§ **What you have to do**: Count the lines in the data records below that contain the word "dark", and give only that number.

──────── Material provided ────────

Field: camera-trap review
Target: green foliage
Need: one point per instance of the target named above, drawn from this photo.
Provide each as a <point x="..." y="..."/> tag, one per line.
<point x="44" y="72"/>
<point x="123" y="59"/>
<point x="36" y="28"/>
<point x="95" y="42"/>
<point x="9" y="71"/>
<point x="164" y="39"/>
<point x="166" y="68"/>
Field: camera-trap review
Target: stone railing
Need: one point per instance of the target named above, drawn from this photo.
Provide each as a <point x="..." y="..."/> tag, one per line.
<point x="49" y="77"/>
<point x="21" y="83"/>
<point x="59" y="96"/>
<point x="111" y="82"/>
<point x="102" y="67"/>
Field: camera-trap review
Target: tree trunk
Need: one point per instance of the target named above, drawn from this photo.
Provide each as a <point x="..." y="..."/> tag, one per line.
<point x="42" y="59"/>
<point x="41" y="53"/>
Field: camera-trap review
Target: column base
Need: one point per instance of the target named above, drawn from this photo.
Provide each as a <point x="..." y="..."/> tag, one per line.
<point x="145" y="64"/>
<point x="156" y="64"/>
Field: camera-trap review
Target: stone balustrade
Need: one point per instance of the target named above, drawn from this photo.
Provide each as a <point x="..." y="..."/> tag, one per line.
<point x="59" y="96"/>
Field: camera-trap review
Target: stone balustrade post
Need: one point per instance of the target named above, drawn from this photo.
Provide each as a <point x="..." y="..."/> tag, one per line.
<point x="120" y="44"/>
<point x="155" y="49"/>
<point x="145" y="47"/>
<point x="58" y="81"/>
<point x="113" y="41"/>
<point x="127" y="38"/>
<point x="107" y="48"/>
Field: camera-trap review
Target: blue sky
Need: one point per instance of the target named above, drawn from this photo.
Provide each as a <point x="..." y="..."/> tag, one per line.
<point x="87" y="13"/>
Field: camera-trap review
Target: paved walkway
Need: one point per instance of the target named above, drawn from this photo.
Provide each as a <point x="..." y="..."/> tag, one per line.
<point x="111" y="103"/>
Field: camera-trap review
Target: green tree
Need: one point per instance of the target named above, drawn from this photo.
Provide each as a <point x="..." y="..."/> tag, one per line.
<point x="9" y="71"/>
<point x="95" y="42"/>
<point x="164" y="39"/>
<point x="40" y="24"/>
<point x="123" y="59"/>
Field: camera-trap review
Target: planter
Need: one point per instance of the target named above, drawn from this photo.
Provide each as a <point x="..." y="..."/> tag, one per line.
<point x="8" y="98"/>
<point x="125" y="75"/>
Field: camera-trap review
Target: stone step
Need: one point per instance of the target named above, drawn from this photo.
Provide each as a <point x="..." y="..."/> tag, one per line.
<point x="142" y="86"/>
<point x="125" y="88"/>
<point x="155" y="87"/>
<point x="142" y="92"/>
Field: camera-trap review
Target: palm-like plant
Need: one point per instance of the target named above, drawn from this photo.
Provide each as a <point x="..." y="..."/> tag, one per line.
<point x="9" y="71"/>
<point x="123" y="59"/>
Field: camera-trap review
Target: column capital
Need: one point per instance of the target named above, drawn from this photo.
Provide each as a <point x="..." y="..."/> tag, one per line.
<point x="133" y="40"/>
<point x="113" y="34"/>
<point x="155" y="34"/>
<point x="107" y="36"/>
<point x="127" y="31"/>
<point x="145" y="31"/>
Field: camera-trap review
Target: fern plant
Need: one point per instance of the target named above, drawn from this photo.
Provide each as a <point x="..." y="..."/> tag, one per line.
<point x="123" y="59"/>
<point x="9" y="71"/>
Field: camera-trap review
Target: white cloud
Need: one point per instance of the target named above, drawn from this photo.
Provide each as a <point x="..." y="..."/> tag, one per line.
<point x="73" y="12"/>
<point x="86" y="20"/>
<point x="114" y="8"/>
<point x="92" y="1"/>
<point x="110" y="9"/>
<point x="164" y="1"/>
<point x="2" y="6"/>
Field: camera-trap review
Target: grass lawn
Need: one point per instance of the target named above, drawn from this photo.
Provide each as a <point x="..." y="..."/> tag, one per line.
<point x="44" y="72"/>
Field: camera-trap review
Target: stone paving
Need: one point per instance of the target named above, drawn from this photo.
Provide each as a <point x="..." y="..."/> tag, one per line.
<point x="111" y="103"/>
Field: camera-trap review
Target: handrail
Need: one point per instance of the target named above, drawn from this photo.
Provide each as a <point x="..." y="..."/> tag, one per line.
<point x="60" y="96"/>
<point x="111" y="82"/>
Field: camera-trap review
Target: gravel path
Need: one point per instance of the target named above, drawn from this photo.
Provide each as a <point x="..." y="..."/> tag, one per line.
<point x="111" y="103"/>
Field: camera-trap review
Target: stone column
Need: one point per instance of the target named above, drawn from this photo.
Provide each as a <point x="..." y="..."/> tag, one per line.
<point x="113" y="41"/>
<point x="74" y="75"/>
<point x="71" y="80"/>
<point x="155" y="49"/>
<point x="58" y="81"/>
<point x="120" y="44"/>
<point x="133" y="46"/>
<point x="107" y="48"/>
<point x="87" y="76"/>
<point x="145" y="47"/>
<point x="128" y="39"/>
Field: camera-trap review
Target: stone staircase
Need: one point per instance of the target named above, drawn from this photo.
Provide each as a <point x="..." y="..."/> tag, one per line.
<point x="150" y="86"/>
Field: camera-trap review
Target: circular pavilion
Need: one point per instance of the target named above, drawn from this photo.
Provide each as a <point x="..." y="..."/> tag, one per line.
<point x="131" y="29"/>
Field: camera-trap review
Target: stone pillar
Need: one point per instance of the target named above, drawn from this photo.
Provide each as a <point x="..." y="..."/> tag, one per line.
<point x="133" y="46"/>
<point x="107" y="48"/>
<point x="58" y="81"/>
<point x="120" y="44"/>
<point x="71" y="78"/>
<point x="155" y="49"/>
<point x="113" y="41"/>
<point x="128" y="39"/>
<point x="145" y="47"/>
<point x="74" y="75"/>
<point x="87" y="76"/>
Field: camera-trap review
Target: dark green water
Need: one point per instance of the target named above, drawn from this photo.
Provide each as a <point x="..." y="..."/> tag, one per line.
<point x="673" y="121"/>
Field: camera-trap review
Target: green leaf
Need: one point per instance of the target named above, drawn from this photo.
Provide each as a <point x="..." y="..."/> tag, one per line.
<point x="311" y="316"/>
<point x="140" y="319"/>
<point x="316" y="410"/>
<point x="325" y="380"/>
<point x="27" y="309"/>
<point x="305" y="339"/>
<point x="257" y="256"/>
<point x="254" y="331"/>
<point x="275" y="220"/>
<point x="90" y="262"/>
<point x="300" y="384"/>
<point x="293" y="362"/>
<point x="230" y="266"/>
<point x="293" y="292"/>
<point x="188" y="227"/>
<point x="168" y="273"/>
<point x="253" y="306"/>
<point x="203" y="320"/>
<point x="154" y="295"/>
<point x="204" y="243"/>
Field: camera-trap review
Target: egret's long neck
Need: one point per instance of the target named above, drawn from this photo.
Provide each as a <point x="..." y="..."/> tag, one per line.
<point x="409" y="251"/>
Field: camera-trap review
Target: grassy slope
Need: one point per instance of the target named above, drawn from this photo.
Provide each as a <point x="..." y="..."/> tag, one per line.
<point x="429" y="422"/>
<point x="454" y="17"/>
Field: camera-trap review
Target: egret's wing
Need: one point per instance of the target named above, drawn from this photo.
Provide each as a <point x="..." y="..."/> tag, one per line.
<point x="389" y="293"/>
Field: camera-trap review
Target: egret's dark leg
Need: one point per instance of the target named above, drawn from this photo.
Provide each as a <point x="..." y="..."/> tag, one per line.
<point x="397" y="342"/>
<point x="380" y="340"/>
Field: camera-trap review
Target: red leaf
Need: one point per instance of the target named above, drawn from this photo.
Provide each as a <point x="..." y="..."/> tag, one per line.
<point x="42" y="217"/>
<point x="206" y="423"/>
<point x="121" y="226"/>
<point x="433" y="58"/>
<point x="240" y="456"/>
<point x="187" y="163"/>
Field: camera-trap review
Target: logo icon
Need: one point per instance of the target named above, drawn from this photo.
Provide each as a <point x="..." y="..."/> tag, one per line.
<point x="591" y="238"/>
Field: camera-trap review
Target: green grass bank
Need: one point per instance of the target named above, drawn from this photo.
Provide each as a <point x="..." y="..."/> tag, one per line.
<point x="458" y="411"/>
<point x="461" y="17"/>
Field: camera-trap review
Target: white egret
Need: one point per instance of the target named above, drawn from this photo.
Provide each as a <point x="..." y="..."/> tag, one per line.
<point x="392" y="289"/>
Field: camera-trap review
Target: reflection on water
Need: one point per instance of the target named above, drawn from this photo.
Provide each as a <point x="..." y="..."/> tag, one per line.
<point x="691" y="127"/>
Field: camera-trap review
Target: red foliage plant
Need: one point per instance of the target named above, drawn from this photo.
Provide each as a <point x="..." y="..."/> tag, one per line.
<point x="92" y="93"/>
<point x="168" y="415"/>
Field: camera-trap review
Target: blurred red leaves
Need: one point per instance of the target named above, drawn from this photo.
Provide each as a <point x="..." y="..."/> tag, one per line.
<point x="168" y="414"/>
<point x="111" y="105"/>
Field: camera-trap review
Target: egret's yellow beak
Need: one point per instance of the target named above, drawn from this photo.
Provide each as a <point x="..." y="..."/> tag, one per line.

────────

§ **Expected output**: 2